++++ Source material
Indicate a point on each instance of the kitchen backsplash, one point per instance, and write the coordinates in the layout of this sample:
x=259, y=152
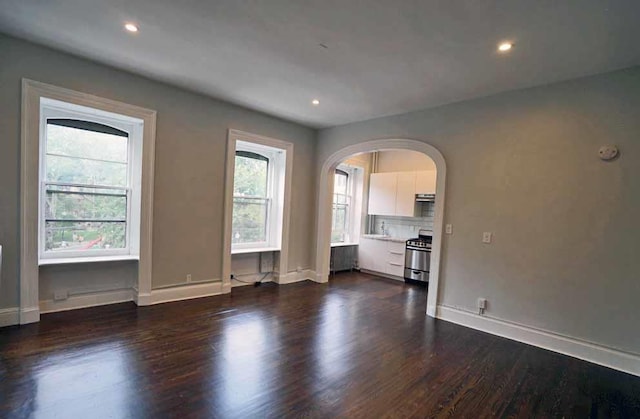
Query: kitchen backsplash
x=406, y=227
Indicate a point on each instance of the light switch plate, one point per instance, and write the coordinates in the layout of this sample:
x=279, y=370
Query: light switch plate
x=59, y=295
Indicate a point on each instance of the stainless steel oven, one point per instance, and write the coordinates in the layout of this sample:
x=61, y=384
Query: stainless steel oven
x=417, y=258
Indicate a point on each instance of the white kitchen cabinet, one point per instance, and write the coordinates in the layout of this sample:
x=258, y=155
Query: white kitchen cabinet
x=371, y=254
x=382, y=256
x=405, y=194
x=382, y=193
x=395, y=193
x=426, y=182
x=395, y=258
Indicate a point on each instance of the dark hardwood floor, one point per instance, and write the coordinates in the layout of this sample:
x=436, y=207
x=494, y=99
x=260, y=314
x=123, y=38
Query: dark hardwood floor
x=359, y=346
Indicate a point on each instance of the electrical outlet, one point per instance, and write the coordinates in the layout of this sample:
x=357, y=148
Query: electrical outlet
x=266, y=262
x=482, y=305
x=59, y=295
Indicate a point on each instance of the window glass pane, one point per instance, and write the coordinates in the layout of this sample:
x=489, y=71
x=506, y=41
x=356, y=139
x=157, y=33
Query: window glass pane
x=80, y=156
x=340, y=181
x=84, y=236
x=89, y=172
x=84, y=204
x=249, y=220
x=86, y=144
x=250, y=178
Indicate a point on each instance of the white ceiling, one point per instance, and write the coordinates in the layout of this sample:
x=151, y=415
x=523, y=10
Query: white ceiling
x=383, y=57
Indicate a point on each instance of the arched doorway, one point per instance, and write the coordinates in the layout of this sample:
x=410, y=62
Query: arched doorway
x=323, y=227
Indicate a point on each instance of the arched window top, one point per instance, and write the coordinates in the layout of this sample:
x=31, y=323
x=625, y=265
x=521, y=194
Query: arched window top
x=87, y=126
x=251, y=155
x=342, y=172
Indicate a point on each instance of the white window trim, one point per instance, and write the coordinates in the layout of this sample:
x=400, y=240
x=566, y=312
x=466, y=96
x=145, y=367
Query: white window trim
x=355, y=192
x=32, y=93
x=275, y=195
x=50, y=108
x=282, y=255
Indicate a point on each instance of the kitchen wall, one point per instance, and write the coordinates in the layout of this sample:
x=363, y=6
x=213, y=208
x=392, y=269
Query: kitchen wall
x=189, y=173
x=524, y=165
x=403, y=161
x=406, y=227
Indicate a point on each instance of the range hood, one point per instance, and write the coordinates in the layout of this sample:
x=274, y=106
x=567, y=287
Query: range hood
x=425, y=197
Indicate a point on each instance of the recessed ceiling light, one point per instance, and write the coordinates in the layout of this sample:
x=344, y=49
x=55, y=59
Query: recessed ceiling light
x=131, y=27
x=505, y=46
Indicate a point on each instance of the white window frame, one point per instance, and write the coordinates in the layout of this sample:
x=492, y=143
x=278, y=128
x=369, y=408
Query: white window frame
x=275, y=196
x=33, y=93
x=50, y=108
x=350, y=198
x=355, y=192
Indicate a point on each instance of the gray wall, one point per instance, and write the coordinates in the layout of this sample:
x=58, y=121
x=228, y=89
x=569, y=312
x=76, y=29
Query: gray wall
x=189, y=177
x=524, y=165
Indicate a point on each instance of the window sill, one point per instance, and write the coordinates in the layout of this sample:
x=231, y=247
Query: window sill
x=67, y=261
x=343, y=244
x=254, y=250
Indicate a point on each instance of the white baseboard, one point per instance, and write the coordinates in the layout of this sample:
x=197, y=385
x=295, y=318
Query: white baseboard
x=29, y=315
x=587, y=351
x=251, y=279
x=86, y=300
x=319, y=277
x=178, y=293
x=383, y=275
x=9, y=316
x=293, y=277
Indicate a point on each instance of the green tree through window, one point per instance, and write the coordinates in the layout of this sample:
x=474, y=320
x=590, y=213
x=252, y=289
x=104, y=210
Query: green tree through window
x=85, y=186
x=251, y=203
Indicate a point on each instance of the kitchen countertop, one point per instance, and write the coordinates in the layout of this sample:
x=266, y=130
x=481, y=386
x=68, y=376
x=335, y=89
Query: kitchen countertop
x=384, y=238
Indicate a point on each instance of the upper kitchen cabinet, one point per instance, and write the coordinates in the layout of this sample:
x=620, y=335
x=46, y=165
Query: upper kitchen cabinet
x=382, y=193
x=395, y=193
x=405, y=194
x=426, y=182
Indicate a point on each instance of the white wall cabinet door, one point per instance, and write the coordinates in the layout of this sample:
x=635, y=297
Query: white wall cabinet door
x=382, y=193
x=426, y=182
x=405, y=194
++++++++
▶ **Required action**: Your task for the entries above: copy exactly the span starting with the line with "x=569, y=312" and going on through the line with "x=295, y=318", both lines included, and nothing else.

▶ **Task response**:
x=569, y=312
x=76, y=29
Query: gray wall
x=189, y=177
x=524, y=165
Indicate a point on each instance of the window sill, one point per instance, and write the coordinates in the layout of this sample:
x=231, y=247
Query: window sill
x=67, y=261
x=343, y=244
x=254, y=250
Indicate a point on each instance of the white baseboard, one point per instance, and write the coordinates in the layout of this sample:
x=197, y=385
x=295, y=318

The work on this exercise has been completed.